Excerpt.

[start]

New Record on COMEX

Discussion in 'Bullion Investing' started by Ainslie Bullion, Jul 26, 2015.

  1. The graph below (courtesy of ZeroHedge) tells the story grabbing headlines at present. Gold has joined silver in having the largest number of Managed Money (Hedge Fund) short COMEX contracts on record courtesy of the crafty Commercials/big Bullion Banks. They are now net short. For contrarians that is a screaming buy signal as we discussed previously.

    [​IMG]

    COMEX analyst Ted Butler had this to say after the above was revealed on Saturday…

    “I don’t have any reservation in speaking about gold in terms of COT [Commitment of Traders report issued by COMEX] market structure and on that basis alone, gold looks good to go higher from here. Like silver, it is very far advanced in establishing an important COT cycle bottom. Since there is no way to adequately predict in advance precise price bottoms and, especially, the maximum number of contracts to be positioned, the best anyone can do is hope to come close.

[end]

Records to use.
[start]

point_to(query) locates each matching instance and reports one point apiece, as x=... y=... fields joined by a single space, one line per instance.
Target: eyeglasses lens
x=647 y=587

[end]
[start]

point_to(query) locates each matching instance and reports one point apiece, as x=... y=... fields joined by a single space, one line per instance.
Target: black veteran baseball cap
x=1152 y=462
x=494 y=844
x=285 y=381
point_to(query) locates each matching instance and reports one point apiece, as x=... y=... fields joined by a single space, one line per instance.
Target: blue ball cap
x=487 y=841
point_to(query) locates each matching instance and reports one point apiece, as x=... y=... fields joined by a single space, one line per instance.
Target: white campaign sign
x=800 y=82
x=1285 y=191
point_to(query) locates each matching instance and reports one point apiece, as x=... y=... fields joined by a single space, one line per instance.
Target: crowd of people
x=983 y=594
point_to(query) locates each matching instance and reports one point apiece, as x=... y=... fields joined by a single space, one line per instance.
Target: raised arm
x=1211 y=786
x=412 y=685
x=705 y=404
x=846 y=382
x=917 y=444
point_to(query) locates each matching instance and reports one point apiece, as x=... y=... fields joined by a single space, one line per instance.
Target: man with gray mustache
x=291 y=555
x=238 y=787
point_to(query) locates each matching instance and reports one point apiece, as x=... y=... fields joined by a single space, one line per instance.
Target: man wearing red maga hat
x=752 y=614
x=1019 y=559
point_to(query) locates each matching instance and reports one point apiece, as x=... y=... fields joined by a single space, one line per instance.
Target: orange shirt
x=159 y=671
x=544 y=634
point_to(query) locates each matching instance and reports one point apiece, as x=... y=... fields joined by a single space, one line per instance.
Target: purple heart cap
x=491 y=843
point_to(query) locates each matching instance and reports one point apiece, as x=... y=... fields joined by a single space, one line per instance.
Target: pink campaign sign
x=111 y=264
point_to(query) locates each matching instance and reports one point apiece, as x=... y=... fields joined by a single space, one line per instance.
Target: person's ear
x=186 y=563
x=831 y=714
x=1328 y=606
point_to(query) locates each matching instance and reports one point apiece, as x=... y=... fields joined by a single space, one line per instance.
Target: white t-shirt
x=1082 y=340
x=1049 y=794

[end]

Your tasks.
1. In the COMEX forum post, which analyst is quoted after the figures were revealed on Saturday?
2. Gather every line of the records that contains the word "shirt". Case counts.

Task-by-task answers.
1. Ted Butler

2.
Target: orange shirt
Target: white t-shirt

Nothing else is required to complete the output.